▸ **WHAT THIS EXERCISE ASKS**
a - Which keys appear in the example dictionary in the pipeline documentation?
b - Could you extract the rows from the line with "[point] at the white baseboard" through the end of the rows, both included, and give only those lines, reproduced exactly?

Returns the display data associated to a pipeline component.

It should be reimplemented in pipeline components that wish to have static display data.

Returns:

Dict[str, Any]: A dictionary containing key:value pairs. The value might be an integer, float or string value; a DisplayDataItem for values that have more data (e.g. short value, label, url); or a HasDisplayData instance that has more display data that should be picked up. For example:

{
  'key1': 'string_value',
  'key2': 1234,
  'key3': 3.14159265,
  'key4': DisplayDataItem('apache.org', url='http://apache.org'),
  'key5': subComponent
}
class schrodinger.seam.io.chemio.ReadMolsFromFile(file_pattern: Union[str, Path], silent=False, **kwargs)

Bases: _LocalOnlyPTransform, ReadMolsFromFile

Read a file containing a newline separated list of SMILES strings and return a PCollection of RDKit molecules.

Invalid SMILES strings are skipped. A warning is printed if silent is set to False.

Example:

>>> from pathlib import Path
>>> infile = Path('test.smi')
>>> _ = infile.write_text("C\nCC\nCCC")
>>> Path('num_atoms.txt').unlink(missing_ok=True)
>>> with beam.Pipeline() as p:
...     _ = (p
...     | ReadMolsFromFile(infile)
...     | beam.Map(lambda m: m.GetNumHeavyAtoms())
...     | textio.WriteToText('num_atoms.txt'))
>>> with open('num_atoms.txt') as f:
...     num_atoms = sorted(int(line.strip()) for line in f)
>>> num_atoms
[1, 2, 3]
Parameters:

file_pattern – A file name or glob pattern.

class schrodinger.seam.io.chemio.WriteMolsToFile(file_name: str | pathlib.Path, overwrite: bool = True, **kwargs)

Bases: PTransform

Write a PCollection of RDKit molecules to a file as a newline separated list of SMILES strings.

Example:

>>> from rdkit import Chem
>>> from pathlib import Path
>>> outfile = Path('test.smi')
>>> outfile.unlink(missing_ok=True)
>>> with beam.Pipeline() as p:
...     mols = [Chem.MolFromSmiles('C' * i) for i in range(1, 4)]
...     _ = (p | beam.Create(mols) | WriteMolsToFile(outfile))

(Entries from a pointing dataset)
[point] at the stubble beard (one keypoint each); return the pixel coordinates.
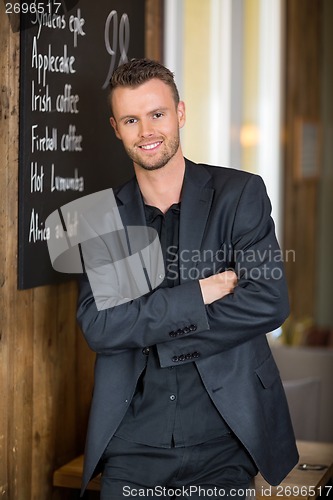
(156, 163)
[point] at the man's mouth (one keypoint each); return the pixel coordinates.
(148, 147)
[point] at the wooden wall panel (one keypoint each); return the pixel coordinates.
(46, 368)
(303, 101)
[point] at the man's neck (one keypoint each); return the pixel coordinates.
(162, 188)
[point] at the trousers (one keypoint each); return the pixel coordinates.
(219, 468)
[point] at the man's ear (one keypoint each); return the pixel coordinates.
(181, 114)
(114, 126)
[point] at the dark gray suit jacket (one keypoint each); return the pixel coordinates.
(225, 223)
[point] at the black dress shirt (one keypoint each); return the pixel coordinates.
(171, 406)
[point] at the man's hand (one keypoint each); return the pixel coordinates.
(217, 286)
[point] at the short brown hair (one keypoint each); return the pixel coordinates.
(138, 71)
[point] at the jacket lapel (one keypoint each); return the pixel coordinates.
(197, 197)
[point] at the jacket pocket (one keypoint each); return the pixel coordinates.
(268, 372)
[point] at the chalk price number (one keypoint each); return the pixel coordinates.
(118, 33)
(31, 7)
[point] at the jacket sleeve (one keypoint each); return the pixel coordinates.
(259, 303)
(145, 321)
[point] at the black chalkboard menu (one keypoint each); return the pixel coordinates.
(69, 50)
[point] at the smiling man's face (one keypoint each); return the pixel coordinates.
(147, 121)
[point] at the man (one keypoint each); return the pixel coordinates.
(187, 395)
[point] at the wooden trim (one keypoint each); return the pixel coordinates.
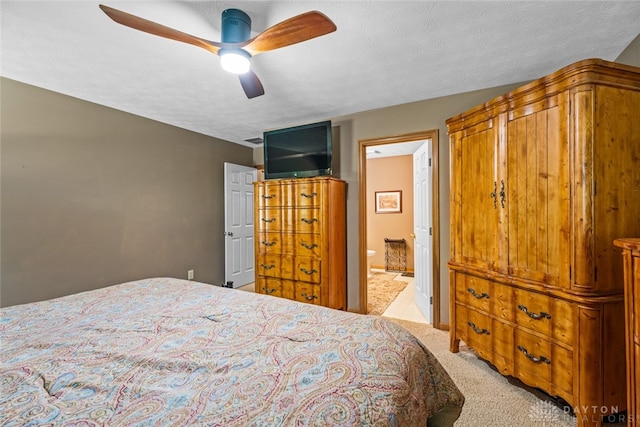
(362, 204)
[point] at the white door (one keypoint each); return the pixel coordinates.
(422, 223)
(238, 225)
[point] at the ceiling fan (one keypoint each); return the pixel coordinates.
(236, 48)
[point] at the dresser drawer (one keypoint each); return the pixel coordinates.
(305, 193)
(272, 242)
(539, 363)
(306, 292)
(306, 220)
(304, 244)
(270, 195)
(275, 287)
(307, 269)
(550, 316)
(271, 219)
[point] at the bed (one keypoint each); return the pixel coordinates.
(165, 351)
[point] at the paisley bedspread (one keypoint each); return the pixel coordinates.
(170, 352)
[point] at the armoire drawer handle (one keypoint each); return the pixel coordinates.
(531, 357)
(477, 295)
(542, 314)
(478, 330)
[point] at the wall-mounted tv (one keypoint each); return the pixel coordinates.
(298, 152)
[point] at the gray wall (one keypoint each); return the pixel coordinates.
(93, 196)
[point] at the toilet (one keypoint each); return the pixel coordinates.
(370, 254)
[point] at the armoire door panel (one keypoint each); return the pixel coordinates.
(479, 194)
(537, 173)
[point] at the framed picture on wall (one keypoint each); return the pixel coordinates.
(389, 201)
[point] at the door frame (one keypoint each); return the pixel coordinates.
(362, 212)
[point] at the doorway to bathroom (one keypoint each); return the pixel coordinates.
(404, 216)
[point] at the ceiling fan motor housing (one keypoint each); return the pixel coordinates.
(236, 26)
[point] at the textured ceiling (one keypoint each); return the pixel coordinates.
(383, 53)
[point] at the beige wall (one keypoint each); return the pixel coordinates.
(390, 174)
(92, 196)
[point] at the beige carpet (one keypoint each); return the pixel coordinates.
(381, 291)
(491, 399)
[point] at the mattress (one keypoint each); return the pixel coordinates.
(172, 352)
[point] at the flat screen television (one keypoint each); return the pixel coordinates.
(298, 152)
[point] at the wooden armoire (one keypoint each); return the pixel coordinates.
(631, 267)
(543, 179)
(300, 241)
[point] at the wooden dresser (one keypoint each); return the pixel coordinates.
(301, 240)
(631, 267)
(543, 179)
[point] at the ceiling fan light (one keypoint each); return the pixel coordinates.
(235, 61)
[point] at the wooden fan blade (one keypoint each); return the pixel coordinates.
(159, 30)
(294, 30)
(251, 84)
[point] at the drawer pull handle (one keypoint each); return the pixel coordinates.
(531, 357)
(478, 330)
(494, 195)
(477, 295)
(536, 316)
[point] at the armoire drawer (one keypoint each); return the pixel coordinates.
(473, 291)
(475, 329)
(491, 338)
(485, 295)
(539, 363)
(550, 316)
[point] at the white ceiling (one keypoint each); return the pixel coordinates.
(383, 53)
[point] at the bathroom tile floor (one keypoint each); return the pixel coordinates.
(404, 307)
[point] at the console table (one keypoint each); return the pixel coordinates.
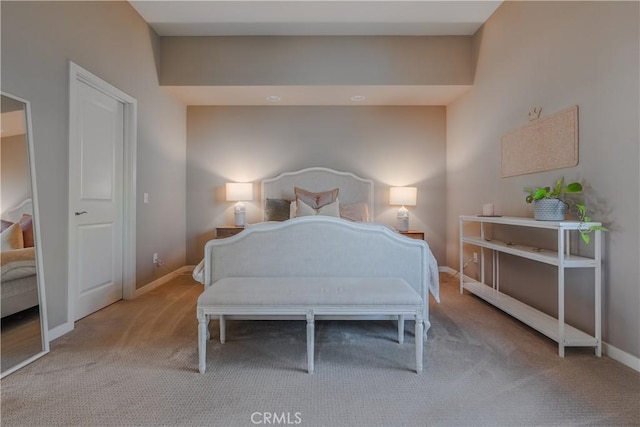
(554, 328)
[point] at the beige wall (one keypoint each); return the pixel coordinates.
(111, 40)
(14, 165)
(316, 61)
(554, 55)
(391, 145)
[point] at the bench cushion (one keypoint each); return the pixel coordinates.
(311, 291)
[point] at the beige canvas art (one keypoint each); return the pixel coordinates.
(545, 144)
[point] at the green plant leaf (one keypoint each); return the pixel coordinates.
(541, 193)
(557, 188)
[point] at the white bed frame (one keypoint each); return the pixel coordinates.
(353, 189)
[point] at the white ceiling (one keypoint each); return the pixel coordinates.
(315, 17)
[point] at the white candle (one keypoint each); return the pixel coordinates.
(487, 209)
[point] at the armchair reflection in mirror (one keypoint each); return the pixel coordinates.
(23, 323)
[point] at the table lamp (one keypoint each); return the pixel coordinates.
(239, 192)
(404, 196)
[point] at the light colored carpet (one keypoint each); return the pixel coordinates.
(135, 363)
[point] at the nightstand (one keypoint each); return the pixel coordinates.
(414, 234)
(228, 231)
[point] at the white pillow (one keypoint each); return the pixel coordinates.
(12, 238)
(332, 209)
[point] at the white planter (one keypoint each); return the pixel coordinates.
(549, 210)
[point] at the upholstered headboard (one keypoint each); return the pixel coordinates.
(352, 188)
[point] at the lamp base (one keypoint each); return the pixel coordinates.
(403, 219)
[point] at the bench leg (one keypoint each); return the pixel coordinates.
(223, 330)
(419, 342)
(202, 343)
(310, 341)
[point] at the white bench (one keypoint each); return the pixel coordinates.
(317, 268)
(309, 296)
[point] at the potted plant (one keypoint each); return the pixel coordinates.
(550, 204)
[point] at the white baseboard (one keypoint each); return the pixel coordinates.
(65, 328)
(162, 280)
(59, 331)
(608, 350)
(621, 356)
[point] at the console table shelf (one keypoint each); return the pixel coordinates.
(554, 328)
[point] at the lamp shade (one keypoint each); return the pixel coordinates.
(238, 191)
(405, 196)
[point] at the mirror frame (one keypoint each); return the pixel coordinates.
(44, 327)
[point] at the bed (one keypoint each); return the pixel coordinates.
(353, 203)
(18, 279)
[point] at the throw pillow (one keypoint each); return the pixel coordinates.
(332, 209)
(11, 238)
(316, 200)
(26, 223)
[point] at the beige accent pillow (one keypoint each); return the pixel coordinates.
(316, 200)
(26, 223)
(332, 209)
(12, 238)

▸ **SOLVED PROBLEMS**
a - key1, key2, key3, key4, key5

b -
[point] at the white baseboard (one keypoint each); return the pixel coordinates.
(65, 328)
(162, 280)
(59, 331)
(608, 350)
(621, 356)
[point] at the console table shelf (one keypoint each); return the pixel coordinates.
(554, 328)
[point] at the lamp shade (one keypoint each); return the pixel coordinates.
(238, 191)
(405, 196)
[point] at the mirror frame (one keypoint each); return the pixel coordinates.
(44, 327)
[point] at the bed (one keypoint each); return the pixel coordinates.
(353, 203)
(18, 279)
[point] at the throw pillow (one keypoint each); return the pixel coordinates.
(332, 209)
(11, 238)
(316, 200)
(26, 223)
[point] at the beige accent pillow (one keypoint each); return the pixel coordinates.
(316, 200)
(26, 223)
(332, 209)
(12, 238)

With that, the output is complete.